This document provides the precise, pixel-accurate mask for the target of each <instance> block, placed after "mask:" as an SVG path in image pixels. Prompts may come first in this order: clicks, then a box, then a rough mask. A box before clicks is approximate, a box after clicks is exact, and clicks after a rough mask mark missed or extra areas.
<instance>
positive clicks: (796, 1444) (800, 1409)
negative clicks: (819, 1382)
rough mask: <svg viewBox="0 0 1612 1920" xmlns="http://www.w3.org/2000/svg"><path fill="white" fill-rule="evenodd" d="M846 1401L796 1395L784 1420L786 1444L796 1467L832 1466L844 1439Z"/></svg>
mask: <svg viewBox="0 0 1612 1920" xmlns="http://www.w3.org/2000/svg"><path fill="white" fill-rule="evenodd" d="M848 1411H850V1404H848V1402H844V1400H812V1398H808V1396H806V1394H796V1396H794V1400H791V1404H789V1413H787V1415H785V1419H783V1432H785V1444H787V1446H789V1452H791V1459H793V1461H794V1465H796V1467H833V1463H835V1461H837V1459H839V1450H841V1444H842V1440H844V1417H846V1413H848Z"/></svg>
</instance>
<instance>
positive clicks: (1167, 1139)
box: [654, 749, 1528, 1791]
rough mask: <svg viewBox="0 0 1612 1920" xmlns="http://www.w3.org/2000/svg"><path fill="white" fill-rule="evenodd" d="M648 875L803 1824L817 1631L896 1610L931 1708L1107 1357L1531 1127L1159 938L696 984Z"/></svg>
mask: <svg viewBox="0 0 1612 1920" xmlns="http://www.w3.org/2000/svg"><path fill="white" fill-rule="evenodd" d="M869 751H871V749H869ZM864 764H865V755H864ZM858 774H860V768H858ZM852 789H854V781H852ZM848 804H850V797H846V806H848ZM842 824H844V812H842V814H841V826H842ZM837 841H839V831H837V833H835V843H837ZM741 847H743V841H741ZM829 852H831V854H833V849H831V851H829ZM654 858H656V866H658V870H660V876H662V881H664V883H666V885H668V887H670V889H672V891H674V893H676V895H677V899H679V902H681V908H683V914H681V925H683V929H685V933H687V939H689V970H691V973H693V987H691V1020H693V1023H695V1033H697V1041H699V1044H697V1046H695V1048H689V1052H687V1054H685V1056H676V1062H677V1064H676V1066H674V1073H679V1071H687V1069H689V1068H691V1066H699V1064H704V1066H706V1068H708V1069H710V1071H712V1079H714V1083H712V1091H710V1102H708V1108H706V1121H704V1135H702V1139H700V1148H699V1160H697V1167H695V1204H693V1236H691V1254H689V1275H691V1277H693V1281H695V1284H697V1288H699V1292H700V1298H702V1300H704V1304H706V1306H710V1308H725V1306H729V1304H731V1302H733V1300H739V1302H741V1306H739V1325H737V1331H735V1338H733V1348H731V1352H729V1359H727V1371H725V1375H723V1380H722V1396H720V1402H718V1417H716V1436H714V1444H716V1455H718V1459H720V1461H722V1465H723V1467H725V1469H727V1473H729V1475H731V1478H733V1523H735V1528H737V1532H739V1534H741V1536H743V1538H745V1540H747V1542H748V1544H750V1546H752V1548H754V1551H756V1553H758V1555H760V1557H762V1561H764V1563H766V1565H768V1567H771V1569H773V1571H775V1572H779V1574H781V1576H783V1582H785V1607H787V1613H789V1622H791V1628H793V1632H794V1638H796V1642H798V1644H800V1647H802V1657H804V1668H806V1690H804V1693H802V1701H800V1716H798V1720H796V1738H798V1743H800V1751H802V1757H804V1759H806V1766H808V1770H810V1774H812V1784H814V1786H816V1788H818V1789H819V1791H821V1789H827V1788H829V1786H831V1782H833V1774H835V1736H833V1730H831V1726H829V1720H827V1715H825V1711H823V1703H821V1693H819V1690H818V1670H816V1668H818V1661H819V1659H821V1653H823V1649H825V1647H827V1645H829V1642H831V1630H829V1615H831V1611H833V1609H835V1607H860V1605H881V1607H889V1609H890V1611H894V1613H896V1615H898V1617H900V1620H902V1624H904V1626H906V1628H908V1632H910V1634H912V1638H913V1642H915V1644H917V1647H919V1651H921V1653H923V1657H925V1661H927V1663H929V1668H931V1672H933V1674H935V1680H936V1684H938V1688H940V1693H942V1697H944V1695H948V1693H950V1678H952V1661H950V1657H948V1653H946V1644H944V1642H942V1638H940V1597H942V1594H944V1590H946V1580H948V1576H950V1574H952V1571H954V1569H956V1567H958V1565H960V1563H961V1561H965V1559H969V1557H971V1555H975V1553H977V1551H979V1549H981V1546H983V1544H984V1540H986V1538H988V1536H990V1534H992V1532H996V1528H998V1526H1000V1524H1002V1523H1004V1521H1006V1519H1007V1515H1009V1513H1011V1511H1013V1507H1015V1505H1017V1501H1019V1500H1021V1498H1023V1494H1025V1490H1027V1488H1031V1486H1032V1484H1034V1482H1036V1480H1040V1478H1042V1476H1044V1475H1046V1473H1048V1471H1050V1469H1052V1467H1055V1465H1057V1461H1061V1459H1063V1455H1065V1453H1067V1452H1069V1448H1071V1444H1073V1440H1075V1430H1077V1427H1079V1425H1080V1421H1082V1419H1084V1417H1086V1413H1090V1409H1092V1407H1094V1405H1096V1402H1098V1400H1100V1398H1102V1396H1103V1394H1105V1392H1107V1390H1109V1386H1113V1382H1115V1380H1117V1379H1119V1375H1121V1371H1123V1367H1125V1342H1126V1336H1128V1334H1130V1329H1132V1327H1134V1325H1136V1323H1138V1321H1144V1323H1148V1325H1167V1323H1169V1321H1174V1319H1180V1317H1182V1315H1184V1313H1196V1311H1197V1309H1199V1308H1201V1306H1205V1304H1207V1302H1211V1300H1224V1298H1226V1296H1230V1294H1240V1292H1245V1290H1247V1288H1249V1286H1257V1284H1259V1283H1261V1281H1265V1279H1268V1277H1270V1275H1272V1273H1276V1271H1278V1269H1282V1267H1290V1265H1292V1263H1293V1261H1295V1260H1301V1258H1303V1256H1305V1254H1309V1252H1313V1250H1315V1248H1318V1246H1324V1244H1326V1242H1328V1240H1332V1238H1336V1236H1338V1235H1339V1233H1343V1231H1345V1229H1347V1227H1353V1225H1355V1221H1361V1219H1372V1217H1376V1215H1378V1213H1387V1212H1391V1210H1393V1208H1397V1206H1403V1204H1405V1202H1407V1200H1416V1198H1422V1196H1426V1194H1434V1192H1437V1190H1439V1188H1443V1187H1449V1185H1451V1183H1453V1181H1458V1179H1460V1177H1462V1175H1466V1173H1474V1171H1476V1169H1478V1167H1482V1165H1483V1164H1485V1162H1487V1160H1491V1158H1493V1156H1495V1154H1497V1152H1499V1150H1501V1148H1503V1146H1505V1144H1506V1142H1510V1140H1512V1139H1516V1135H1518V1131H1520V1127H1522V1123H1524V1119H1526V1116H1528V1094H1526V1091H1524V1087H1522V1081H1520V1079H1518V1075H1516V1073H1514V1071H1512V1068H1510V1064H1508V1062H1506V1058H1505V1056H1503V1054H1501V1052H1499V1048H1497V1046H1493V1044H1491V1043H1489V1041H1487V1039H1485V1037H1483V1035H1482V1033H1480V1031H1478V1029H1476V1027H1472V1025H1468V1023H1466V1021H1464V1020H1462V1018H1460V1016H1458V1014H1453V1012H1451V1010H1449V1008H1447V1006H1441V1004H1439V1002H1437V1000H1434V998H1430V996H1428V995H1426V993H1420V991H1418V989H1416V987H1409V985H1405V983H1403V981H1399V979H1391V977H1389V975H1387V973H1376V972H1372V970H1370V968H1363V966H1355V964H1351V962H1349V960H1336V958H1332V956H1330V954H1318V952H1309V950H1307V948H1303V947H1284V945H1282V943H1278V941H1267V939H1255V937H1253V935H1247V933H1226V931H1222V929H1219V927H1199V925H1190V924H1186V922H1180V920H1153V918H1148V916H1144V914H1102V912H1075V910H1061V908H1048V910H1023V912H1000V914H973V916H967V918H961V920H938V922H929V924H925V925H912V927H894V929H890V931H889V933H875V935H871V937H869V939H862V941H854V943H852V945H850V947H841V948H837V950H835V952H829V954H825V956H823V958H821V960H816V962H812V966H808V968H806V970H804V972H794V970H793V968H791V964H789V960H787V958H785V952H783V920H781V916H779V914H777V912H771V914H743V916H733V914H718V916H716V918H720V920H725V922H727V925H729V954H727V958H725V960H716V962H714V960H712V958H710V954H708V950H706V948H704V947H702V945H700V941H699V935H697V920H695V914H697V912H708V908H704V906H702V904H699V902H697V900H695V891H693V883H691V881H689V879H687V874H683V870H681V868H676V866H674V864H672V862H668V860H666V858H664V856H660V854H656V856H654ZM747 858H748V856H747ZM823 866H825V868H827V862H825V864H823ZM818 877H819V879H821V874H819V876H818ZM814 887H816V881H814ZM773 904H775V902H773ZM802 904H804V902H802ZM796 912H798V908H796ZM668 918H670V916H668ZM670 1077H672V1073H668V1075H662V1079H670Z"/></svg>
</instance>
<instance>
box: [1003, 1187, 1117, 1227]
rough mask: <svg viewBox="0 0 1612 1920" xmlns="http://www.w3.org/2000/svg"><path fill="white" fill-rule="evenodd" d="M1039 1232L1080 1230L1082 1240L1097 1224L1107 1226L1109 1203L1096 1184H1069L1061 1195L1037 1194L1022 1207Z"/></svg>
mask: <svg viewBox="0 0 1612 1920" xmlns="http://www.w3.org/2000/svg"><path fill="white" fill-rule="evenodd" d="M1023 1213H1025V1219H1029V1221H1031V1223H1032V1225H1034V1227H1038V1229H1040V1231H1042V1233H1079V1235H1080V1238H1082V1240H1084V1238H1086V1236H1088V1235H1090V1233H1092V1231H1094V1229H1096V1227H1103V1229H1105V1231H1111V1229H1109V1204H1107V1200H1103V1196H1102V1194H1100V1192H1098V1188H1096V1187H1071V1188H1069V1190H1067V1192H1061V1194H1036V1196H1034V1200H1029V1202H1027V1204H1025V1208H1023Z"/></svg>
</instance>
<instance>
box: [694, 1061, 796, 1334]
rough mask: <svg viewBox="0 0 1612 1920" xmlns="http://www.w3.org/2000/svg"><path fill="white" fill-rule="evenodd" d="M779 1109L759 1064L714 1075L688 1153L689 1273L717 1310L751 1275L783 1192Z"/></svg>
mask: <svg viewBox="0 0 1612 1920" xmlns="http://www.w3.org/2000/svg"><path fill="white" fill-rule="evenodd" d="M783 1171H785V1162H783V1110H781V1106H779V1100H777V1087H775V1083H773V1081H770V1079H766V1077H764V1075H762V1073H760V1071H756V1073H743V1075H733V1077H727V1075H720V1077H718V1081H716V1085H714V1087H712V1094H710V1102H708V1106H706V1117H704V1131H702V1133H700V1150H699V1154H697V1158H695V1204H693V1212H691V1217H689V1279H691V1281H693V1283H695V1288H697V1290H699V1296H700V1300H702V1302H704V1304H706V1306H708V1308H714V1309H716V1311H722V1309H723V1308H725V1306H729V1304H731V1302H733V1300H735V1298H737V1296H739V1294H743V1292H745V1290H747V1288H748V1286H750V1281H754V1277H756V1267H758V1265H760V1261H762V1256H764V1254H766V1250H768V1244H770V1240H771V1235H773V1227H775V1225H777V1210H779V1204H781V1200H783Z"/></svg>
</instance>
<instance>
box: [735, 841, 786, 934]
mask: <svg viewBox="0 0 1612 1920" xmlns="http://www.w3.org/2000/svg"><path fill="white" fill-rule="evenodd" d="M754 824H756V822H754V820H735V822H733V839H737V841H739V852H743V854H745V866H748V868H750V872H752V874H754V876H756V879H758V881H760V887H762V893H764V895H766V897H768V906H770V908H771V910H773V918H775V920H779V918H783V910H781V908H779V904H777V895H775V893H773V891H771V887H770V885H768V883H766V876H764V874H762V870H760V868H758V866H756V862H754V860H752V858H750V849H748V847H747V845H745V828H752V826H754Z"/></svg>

The problem: Copy out the records word for word, starting at their very first line and continuing through the line that contains "negative clicks: (819, 1382)", including that line.

Your response:
This document provides the precise, pixel-accurate mask for the target of each <instance> block, placed after "mask:" as an SVG path in image pixels. Prompts may come first in this order: clicks, then a box, then a rough mask. A box before clicks is approximate, a box after clicks is exact, and clicks after a rough mask mark missed or extra areas.
<instance>
positive clicks: (796, 1444) (800, 1409)
negative clicks: (819, 1382)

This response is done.